> **EXERCISE OBJECTIVE**: Copy the records below word for word, and leave out the pictures.

[Dataset rows showing where objects appear]
──────

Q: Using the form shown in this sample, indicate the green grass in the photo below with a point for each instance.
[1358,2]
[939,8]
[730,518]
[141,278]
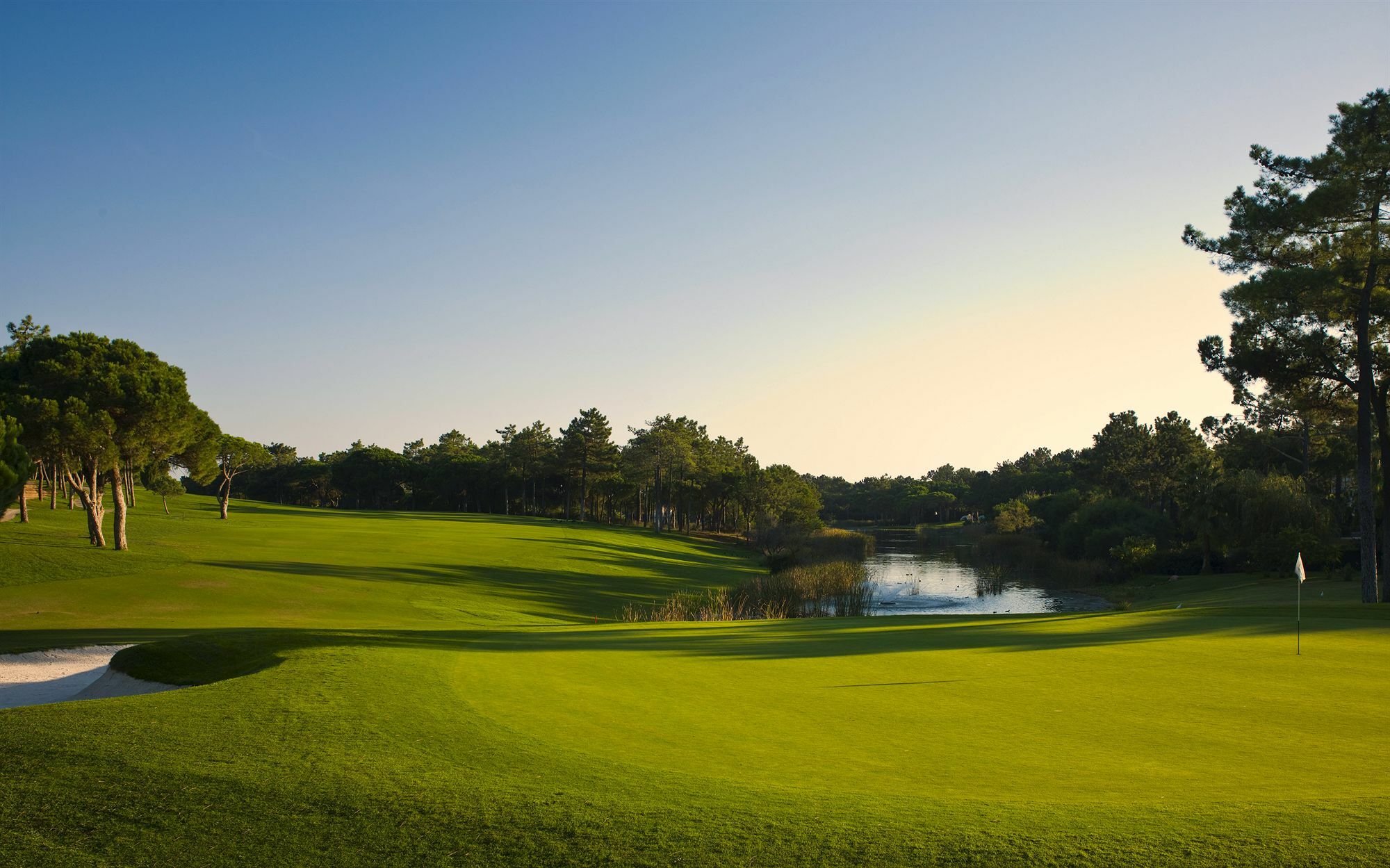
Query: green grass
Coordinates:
[386,689]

──────

> **TASK OUTPUT**:
Q: Using the form shown in this sample, indicate the green grass in the photo below with a point for each instance.
[1358,2]
[939,8]
[730,518]
[141,278]
Query: green grass
Coordinates:
[386,689]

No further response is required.